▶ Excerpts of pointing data
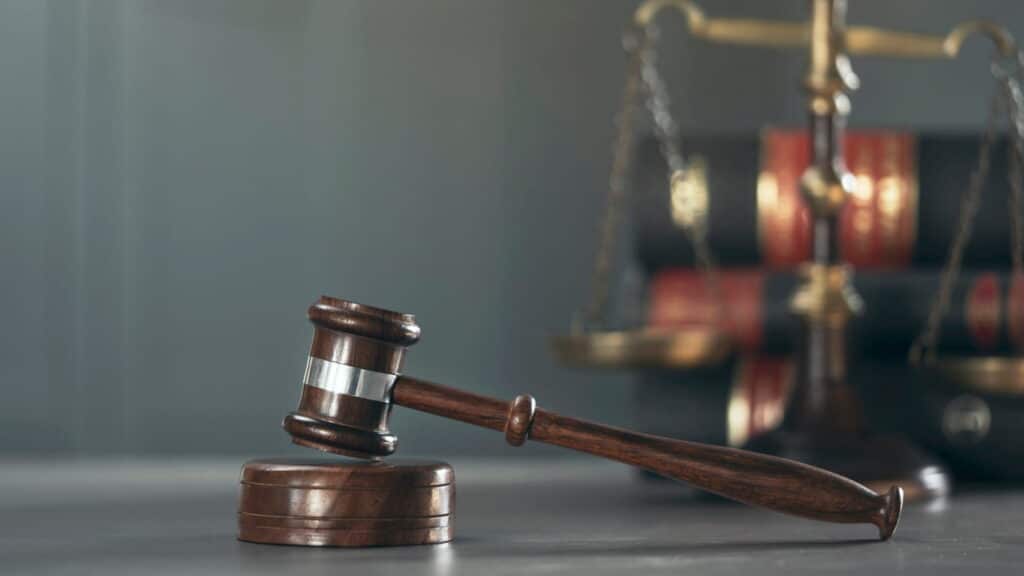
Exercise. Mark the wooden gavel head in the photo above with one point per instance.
(355, 357)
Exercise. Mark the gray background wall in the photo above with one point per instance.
(179, 178)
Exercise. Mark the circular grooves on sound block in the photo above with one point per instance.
(346, 503)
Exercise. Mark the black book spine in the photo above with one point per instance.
(904, 214)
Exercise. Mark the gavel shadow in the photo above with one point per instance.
(474, 545)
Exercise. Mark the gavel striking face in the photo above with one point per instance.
(353, 377)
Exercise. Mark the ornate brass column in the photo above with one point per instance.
(824, 423)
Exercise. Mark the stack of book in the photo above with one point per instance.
(896, 232)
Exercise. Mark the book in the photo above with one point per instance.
(903, 213)
(752, 307)
(972, 423)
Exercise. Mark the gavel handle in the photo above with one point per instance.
(755, 479)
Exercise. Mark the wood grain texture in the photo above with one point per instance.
(760, 480)
(346, 503)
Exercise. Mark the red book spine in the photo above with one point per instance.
(878, 224)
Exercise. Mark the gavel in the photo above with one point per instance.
(353, 377)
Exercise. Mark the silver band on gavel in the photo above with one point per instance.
(341, 378)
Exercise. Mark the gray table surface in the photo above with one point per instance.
(514, 517)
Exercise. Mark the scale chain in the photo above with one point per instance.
(642, 72)
(1008, 96)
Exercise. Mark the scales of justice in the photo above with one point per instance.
(354, 372)
(823, 424)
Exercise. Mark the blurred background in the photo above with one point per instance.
(181, 178)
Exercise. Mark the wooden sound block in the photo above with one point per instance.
(311, 502)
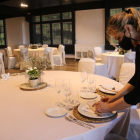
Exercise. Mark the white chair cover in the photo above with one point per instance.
(2, 69)
(129, 57)
(98, 53)
(134, 129)
(21, 46)
(11, 60)
(44, 46)
(126, 72)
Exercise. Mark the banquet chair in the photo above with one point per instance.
(100, 68)
(2, 69)
(11, 59)
(24, 55)
(21, 46)
(44, 46)
(130, 57)
(98, 54)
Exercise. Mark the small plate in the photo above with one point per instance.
(106, 91)
(56, 112)
(88, 95)
(92, 115)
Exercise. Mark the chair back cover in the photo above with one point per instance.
(2, 69)
(90, 54)
(21, 46)
(126, 72)
(48, 53)
(24, 53)
(129, 57)
(98, 52)
(44, 46)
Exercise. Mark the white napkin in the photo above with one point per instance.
(111, 88)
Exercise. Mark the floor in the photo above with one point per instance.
(71, 65)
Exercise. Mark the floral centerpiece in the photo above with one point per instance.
(33, 46)
(34, 67)
(122, 51)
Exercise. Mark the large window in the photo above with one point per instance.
(2, 34)
(53, 29)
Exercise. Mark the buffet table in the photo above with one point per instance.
(33, 52)
(22, 115)
(114, 62)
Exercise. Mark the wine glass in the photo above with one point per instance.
(58, 86)
(90, 79)
(83, 78)
(67, 90)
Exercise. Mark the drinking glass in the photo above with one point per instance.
(58, 86)
(83, 78)
(67, 90)
(90, 79)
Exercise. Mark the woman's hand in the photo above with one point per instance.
(109, 99)
(102, 107)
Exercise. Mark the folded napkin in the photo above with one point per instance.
(90, 103)
(111, 88)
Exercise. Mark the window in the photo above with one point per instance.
(2, 34)
(113, 12)
(53, 29)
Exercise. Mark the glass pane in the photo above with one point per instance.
(56, 33)
(36, 18)
(1, 29)
(67, 15)
(67, 32)
(51, 17)
(36, 34)
(115, 11)
(1, 22)
(46, 33)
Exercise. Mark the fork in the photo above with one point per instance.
(70, 120)
(74, 119)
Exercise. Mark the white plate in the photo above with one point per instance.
(56, 112)
(92, 115)
(88, 95)
(106, 91)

▶ PROBLEM TO WORK ON
Repeat only the stretch of lines that opens with the line containing "Exercise. Mark the large" and closes with the final line of the entries, both included, exactly as written.

▶ THE COMPLETED TASK
Exercise. Mark the large window in the photo above with one point per instance.
(2, 34)
(53, 29)
Exercise. Mark the buffet table in the photo above with one point per instance.
(33, 52)
(22, 115)
(114, 62)
Exercise. Mark the wine glass in the photo above with one point per instance.
(58, 86)
(90, 79)
(83, 78)
(67, 90)
Exercise. Mark the drinking glass in the photo above with one point per instance.
(58, 86)
(83, 78)
(67, 90)
(90, 79)
Exercise. Mark the woman's hand in the photo above with one point per instance.
(109, 99)
(102, 107)
Exercise. Mark the folded napkin in the photo above with one point per instance.
(90, 103)
(111, 88)
Exercise. Mark the window in the photo above with one point per instance.
(2, 34)
(113, 12)
(53, 29)
Exercise. Mark the glass pane in the photo above with one point per instance.
(56, 33)
(36, 18)
(1, 29)
(67, 15)
(67, 32)
(51, 17)
(36, 34)
(115, 11)
(1, 22)
(46, 33)
Exercise. Mark the fork in the photo above with one point per instance.
(70, 120)
(74, 119)
Exercise. Mark the white plate in the photo above with one point per instance.
(56, 112)
(92, 115)
(88, 95)
(106, 91)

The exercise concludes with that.